RECORDS TO PROCESS:
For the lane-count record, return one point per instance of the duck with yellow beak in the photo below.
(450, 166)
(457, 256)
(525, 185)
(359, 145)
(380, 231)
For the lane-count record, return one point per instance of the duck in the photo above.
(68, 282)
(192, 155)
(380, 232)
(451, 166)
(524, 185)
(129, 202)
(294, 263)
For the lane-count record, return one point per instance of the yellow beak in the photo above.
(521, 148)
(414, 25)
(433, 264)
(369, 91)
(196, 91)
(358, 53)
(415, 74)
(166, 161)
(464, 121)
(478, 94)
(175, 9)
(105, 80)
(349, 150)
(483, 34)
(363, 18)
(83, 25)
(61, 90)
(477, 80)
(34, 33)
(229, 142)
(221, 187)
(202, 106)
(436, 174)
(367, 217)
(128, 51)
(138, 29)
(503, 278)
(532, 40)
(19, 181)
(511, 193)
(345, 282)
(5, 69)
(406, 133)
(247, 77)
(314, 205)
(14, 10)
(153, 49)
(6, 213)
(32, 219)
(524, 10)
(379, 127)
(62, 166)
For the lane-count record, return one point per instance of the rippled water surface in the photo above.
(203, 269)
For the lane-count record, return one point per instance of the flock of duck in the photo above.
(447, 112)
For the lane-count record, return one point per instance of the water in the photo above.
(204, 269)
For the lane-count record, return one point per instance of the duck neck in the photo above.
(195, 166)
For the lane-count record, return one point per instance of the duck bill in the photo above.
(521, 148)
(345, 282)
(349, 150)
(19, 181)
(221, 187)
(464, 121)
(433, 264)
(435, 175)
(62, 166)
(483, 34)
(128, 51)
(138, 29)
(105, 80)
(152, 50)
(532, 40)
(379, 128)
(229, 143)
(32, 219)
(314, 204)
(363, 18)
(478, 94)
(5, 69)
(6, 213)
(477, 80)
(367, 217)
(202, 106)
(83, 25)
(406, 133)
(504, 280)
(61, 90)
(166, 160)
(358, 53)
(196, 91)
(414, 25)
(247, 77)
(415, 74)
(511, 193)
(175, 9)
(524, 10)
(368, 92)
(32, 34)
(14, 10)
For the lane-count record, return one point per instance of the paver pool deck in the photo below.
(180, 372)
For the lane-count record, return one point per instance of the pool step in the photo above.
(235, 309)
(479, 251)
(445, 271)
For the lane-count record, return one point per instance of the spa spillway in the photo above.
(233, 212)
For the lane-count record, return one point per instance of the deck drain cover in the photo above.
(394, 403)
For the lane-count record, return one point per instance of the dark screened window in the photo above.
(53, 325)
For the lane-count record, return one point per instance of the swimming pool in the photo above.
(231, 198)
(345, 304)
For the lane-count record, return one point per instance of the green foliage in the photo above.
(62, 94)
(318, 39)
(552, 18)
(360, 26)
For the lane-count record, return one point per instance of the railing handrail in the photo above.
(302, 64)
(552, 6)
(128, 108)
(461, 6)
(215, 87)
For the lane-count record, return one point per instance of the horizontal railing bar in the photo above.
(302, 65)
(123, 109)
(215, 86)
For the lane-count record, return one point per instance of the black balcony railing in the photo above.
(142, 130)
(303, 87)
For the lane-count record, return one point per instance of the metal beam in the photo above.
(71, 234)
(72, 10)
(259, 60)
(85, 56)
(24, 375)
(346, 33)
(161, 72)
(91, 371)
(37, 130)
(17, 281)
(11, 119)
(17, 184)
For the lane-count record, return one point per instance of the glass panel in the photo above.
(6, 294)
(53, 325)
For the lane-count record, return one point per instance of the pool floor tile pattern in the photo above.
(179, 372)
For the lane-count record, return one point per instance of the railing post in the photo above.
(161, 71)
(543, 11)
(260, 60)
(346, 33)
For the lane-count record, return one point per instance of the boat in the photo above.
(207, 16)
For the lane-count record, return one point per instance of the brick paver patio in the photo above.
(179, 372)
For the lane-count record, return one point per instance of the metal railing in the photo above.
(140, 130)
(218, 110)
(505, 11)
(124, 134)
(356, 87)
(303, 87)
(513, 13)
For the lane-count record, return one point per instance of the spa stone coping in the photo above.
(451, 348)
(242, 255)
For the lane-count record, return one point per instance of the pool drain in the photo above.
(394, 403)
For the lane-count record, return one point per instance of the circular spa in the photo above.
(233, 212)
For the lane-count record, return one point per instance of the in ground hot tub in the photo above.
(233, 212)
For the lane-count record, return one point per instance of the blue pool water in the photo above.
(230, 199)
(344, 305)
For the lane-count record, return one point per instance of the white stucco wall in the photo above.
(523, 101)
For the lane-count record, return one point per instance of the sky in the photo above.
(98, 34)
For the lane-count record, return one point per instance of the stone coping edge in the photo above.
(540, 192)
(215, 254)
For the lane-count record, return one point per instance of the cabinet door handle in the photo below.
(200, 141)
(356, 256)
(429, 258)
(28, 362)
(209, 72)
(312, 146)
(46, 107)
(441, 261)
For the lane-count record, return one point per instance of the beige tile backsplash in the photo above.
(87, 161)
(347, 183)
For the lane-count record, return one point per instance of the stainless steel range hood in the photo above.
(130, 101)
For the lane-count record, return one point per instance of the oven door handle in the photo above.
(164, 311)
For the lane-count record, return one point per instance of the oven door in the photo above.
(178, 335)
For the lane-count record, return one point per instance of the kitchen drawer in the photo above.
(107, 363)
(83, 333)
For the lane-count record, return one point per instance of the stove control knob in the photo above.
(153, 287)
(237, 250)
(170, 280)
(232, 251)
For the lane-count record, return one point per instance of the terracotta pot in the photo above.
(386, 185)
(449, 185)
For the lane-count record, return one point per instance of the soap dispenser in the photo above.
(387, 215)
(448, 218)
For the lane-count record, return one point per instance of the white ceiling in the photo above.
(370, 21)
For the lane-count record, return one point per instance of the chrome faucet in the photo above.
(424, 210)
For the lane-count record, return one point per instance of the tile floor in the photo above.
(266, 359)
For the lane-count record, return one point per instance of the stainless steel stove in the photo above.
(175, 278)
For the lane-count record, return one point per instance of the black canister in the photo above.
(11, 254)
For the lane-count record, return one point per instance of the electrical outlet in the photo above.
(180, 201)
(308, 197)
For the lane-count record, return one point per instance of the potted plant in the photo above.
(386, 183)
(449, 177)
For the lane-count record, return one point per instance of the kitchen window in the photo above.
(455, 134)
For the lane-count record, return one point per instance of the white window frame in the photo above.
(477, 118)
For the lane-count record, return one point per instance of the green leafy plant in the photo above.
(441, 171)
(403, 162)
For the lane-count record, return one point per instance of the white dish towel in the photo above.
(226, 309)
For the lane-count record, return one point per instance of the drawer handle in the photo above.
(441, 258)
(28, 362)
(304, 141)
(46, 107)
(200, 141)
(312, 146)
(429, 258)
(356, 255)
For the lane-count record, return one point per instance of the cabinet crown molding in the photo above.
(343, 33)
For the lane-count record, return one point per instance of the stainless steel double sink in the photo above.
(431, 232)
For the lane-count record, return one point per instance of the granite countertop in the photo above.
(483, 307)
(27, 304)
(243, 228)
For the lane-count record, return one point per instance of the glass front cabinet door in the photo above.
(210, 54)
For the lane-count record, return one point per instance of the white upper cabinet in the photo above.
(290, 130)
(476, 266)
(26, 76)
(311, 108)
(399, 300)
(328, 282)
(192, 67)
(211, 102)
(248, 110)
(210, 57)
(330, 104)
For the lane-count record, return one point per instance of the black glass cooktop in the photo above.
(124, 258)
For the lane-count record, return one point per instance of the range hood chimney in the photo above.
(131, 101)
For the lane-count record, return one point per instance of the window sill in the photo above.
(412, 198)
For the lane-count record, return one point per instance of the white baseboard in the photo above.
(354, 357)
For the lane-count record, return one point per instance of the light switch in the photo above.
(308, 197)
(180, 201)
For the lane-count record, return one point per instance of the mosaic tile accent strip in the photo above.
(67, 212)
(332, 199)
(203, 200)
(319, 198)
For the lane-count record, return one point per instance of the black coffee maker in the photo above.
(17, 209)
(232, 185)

YOUR GOAL: Retype the lines from the one containing "leafy plant in the photo above." through the last line of the records. Leave out everything else.

ANSWER AREA:
For the lane-count record, return one point per instance of the green leafy plant in the photo above.
(441, 171)
(403, 162)
For the lane-count record, return one point per instance of the white dish towel in the photo above.
(226, 309)
For the lane-count record, return one point per instance of the drawer handle in the photo above.
(441, 258)
(28, 362)
(304, 141)
(46, 107)
(200, 141)
(312, 146)
(429, 258)
(356, 255)
For the lane-count record, return one point per instance of the cabinet crown molding in the photo above.
(343, 33)
For the lane-count record, return one point per instance of the stainless steel double sink in the photo above.
(431, 232)
For the lane-count record, return one point per instance of the granite countertop in the photo above.
(483, 307)
(27, 304)
(243, 228)
For the lane-count record, return one point per instance of the glass front cabinet door in the photo above.
(210, 54)
For the lane-count record, return one point per instance of the white upper cabinet in the photo above.
(290, 130)
(476, 266)
(26, 76)
(311, 108)
(399, 300)
(328, 282)
(192, 67)
(211, 102)
(248, 110)
(210, 57)
(330, 104)
For the lane-count record, return one point per instance of the black glass cooktop in the photo above.
(124, 258)
For the lane-count record, return one point per instance of the range hood chimney in the photo above.
(131, 101)
For the lane-count record, return one point per instance of the window sill in the photo above.
(412, 198)
For the lane-count record, return one point per instance of the white baseboard in the photo above.
(354, 357)
For the lane-count record, return one point per instance of the light switch in the photo above.
(308, 197)
(180, 201)
For the lane-count record, return one point per instance of the mosaic tile accent strip in the photo above.
(67, 212)
(332, 199)
(203, 200)
(319, 198)
For the lane-count record, return one point per instance of the black coffee maker in the photo above.
(17, 209)
(232, 185)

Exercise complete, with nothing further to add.